**CONSIGNES DE LA TÂCHE**
Poursuivez l'entretien avec Pascale Ricard, juriste en droit de l'environnement, en reprenant juste après sa dernière phrase.

**EXTRAIT À LIRE**

La Parole à .... Pascale RICARD

 

 

 

 

Pascale RICARD,
Juriste en droit de l'environnement au CERIC

 

 

 

 

 

 

 

 

► Pascale Ricard, vous venez d'être recrutée sur un poste de chargée de recherche au CNRS au sein de l'équipe du CERIC. Vos recherches portent sur différents aspects du droit de l'environnement et notamment sur les enjeux du contrôle des ressources, de l'écologie marine et de la sécurité environnementale. Pouvez-vous nous expliquer en quoi consiste votre métier de juriste spécialisé dans ces domaines ?

 

P.R. Mes recherches portent en effet en grande partie sur le droit international de l’environnement et de la mer. Le métier de chercheur en droit, en particulier dans ces domaines, consiste d’abord à analyser le cadre juridique relatif à l’organisation des activités humaines et plus spécifiquement en matière de gestion des ressources, de protection de l’environnement, ou encore de coopération internationale. Cette analyse, qui nécessite de récolter de nombreuses informations, permet de faciliter la compréhension de systèmes juridiques parfois très divers, fragmentés et complexes. Il s’agit aussi d’identifier les insuffisances des différents cadres juridiques étudiés, afin de pouvoir proposer des améliorations et de pallier les difficultés de mise en œuvre du droit international. Enfin, une dimension plus théorique et de long terme peut être ajoutée à cela, qui consiste en une réflexion sur la notion de droit, sa raison d’être, ses évolutions ou encore les grands courants scientifiques sur lesquels elle s’appuie. Ces recherches sont par ailleurs indissociables d’une activité d’enseignement, que j’exerce dans les universités d’Aix-Marseille et Jean-Moulin Lyon 3.

**BLOC DE DONNÉES**
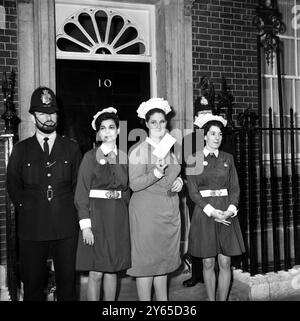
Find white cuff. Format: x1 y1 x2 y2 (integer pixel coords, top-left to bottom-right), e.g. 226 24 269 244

**RÉPONSE À L'EXERCICE**
 

► Est-ce que la discipline que vous étudiez est relativement récente dans le paysage universitaire ?

 

P.R. Le droit international de l’environnement est une discipline plutôt récente, oui, puisqu’elle s’est réellement singularisée au sein du droit international dans les années 1990. Cependant, ce caractère récent est relatif, car de nombreux juristes se sont saisis des questions environnementales en lien avec le droit international dès les années 1960. L’étude de cette discipline s’est généralisée au sein de ma génération, probablement du fait d’une volonté accrue de comprendre et de répondre aux enjeux actuels planétaires, d’une ampleur inédite. L’accroissement et le renouvellement des politiques publiques en la matière et de l’activité des juridictions et organisations internationales alimentent ce matériau très intéressant à explorer. Le droit de la mer, en revanche, est l’un des domaines les plus anciens du droit international public, comme en témoigne le principe coutumier de liberté de navigation. La dimension environnementale du droit de la mer est en pleine évolution et la rencontre de ces deux branches, le droit de la mer et le droit de l’environnement, ne se fait pas toujours aisément.

 

► Quelle biodiversité étudiez-vous ? Pouvez-vous nous en dire plus ?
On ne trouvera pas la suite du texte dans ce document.